▶ **Directions for this task**: Repeat the listing that follows, character for character, minus the pictures.

Named-object pointing records:

--- start ---

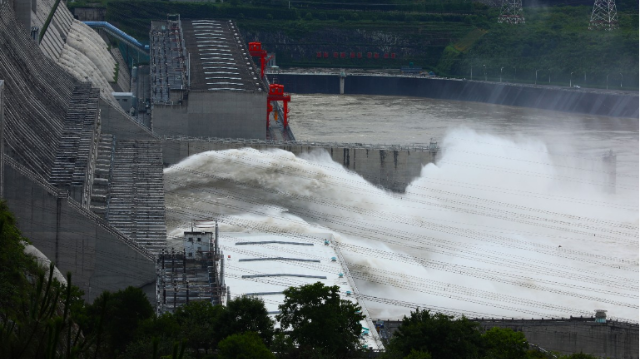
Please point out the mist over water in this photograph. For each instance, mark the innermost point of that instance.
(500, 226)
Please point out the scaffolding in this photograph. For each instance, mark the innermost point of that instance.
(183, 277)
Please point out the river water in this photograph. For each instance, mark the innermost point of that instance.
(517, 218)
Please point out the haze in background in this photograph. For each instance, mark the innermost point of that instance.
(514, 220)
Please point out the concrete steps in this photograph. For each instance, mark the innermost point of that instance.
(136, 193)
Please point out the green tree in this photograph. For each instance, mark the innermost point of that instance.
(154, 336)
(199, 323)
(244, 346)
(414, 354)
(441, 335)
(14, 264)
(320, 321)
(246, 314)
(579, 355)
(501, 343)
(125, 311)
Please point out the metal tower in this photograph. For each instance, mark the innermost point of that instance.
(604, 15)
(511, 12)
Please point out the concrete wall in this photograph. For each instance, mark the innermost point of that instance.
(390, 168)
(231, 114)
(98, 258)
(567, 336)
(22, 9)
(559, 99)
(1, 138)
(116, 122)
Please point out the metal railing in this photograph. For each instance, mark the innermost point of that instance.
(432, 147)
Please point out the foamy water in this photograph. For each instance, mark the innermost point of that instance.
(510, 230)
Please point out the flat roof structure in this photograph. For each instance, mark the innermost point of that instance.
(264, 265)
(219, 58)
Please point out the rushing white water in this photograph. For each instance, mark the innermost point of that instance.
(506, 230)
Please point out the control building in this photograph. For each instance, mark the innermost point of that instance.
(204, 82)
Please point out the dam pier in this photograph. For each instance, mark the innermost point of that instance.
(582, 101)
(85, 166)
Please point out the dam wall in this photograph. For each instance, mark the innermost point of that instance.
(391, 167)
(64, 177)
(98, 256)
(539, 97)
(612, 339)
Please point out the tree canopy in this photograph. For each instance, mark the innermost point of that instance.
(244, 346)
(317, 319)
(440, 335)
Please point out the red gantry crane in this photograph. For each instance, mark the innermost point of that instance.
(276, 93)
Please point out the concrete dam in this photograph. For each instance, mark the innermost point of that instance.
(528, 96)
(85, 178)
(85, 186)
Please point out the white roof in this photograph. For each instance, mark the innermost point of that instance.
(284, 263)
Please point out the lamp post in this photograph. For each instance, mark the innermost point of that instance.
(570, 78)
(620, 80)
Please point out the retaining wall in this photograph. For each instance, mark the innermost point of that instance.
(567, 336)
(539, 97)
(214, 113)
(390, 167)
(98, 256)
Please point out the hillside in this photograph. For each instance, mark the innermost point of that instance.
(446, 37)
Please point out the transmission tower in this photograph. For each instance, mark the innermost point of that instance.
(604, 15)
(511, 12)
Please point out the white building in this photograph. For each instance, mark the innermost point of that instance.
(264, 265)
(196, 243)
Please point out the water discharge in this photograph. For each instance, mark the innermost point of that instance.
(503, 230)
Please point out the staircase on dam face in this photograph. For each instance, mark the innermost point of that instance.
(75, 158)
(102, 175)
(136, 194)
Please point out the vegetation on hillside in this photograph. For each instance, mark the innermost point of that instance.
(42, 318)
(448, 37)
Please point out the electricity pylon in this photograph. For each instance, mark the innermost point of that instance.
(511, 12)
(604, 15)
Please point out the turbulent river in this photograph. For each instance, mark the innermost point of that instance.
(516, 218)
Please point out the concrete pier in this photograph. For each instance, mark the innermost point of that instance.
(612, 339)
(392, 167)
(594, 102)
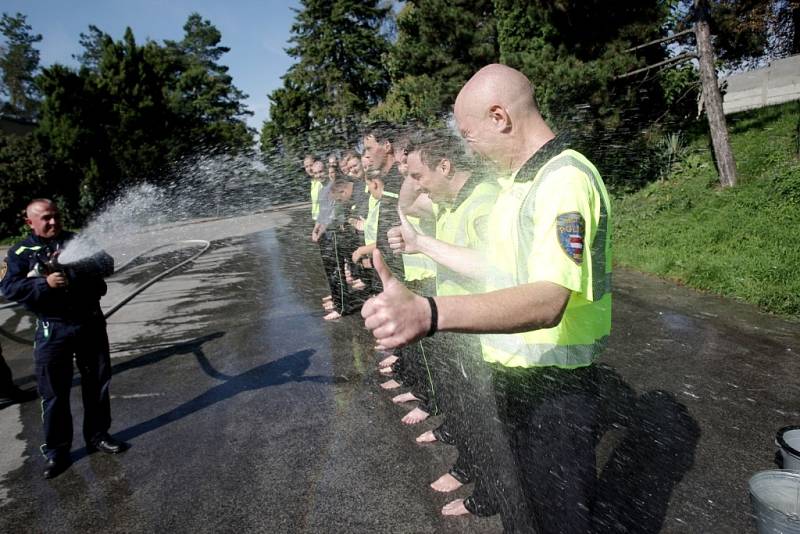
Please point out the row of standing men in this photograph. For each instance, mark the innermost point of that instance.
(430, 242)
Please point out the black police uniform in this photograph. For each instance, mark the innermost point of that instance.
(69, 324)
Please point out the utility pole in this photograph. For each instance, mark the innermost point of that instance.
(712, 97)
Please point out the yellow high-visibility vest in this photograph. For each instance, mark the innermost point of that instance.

--- end ---

▶ **Answer to the problem**:
Please point out the mist over water in this photograph. For each instance, mark the innermost point of that instance.
(500, 226)
Please point out the scaffolding in this photograph. For each instance, mark the innermost point of that instance.
(183, 277)
Please point out the river water in this photograph. For each instance, mark the innermost point of that instance.
(517, 218)
Please point out the haze in background in this photograph. For each instance, mark the innermost point of that instance.
(514, 220)
Please point out the concrete steps in this photograph. For each instance, mark the innermost point of that instance.
(136, 193)
Please point out the green tree in this photograph. For each instance, mark the innermost point of that instance.
(154, 336)
(199, 323)
(244, 346)
(414, 354)
(441, 335)
(14, 264)
(320, 321)
(246, 314)
(579, 355)
(501, 343)
(125, 311)
Please point out the metal tower in this photograph. For each instance, mark the innermost point of that instance.
(604, 15)
(511, 12)
Please point out the concrete wall in this photograph. For each instance, mark the innermost point of that instance.
(390, 168)
(231, 114)
(98, 258)
(567, 336)
(22, 9)
(559, 99)
(1, 138)
(116, 122)
Please point out the metal railing in this photograph. For each instance, mark the innermost point of that instance.
(432, 147)
Please point out the foamy water in this photograph. For each instance, mark the innermost point of that instance.
(510, 230)
Please point out the flat roof structure in this photograph. For each instance, mark the innermost point of that instance.
(264, 265)
(219, 58)
Please point out the rushing white water in this photograph. For each instance, mark the innermost point of that instance.
(506, 230)
Please point out the control building in this photograph. For each instance, mark the innermost point of that instance.
(204, 82)
Please point out the dam pier in this photograph. For each instance, mark the innermost point of that instance.
(582, 101)
(85, 166)
Please point out the dam wall in this photograph. For each instance, mark the innermost point of that instance.
(391, 167)
(64, 177)
(98, 256)
(539, 97)
(612, 339)
Please point out the tree canopy in this photograph. For each instance, mark the innermost point of that instance.
(244, 346)
(317, 319)
(440, 335)
Please point out the red gantry crane in this photograph. For each instance, mark the innermost point of that instance.
(276, 93)
Please point out the concrete dam in this photograph. For each instance, mark the innermost point of that instance.
(528, 96)
(85, 178)
(85, 186)
Please point out the white roof in this photograph. For each instance, mark the innermost point of that instance.
(284, 263)
Please point out the lamp post in this photograph. For each instance, mark the innermost point of that instance.
(570, 78)
(620, 80)
Please point out the retaining wall in this photograph. For each instance, mark the innermost point of that instance.
(567, 336)
(539, 97)
(214, 113)
(390, 167)
(98, 256)
Please point out the hillside in this photograph. For each instance, mark the innermost point of that instance.
(446, 37)
Please point out the transmission tower in this photograph. For each instance, mark the innermost point of that instance.
(604, 15)
(511, 12)
Please point out the white building in this photograph. For each instance, mark the innermost point of that instance.
(264, 265)
(196, 243)
Please point out the water discharge in this photograph. For each instance, mark the innermost point of that instance.
(503, 230)
Please point out the staircase on dam face in this photograph. For each instance, mark the innermost point of that instance.
(75, 158)
(102, 175)
(136, 194)
Please point out the vegetation on hillside in this photograph. For each instance, mark the innermost point of that instance.
(42, 318)
(448, 37)
Please point out the electricity pylon in this photograph. For each instance, mark the innermost point of that instance.
(511, 12)
(604, 15)
Please point out the turbulent river in this photograph. For each instance, mark the innermost point of that instance.
(516, 218)
Please point out the concrete pier in this photograph. For each instance, mark the innermost point of that instance.
(612, 339)
(392, 167)
(594, 102)
Please point out the row of standing men in this photograph. For each instance, mark the innermost point of that instance.
(430, 242)
Please point out the black police uniform in this photograph. For each instance, mark the innermost point of that instance.
(69, 324)
Please point out the utility pole in this photograph. For each instance, mark the innermost point of that instance.
(712, 97)
Please point out the yellow high-visibility vest in this photograph. For each instance, mark the innermost point of that instance.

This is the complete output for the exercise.